● TASK INSTRUCTIONS: Reproduce every one of the records below word for word, keeping each line and each coordinate pair in its original order.

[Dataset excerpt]
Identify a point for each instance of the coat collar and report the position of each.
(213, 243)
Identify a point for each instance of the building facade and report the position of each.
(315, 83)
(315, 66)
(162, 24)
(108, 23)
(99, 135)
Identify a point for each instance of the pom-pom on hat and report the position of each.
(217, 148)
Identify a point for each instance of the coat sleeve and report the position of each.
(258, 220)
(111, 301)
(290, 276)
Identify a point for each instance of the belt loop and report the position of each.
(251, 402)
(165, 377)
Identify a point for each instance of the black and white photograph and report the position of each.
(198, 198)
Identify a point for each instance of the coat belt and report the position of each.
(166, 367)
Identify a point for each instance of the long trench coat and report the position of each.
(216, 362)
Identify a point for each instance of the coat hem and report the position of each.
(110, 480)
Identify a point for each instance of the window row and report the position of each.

● ANSWER:
Identify a point for each instance of the coat collar and report the position of each.
(213, 243)
Identify a point for each instance of the building facade and report the position of each.
(315, 83)
(315, 66)
(162, 24)
(108, 23)
(99, 135)
Identify a point for each instance of the pom-pom on hat and report the position of each.
(217, 148)
Identify a point for each instance of the coat sleeve and report the position of each.
(258, 220)
(111, 301)
(290, 276)
Identify a point for each instance of the belt loop and report the position of each.
(251, 402)
(165, 377)
Identify a point for each instance of the black and white photograph and report the position of each.
(198, 198)
Identify a point for each instance of the coat belt and report the position of each.
(166, 367)
Identify a point for each instance of the long trench coat and report the position of each.
(216, 362)
Identify a point for each instance of the coat hem and report the position of each.
(110, 480)
Identify a point for each instance of the window row and report the position of each.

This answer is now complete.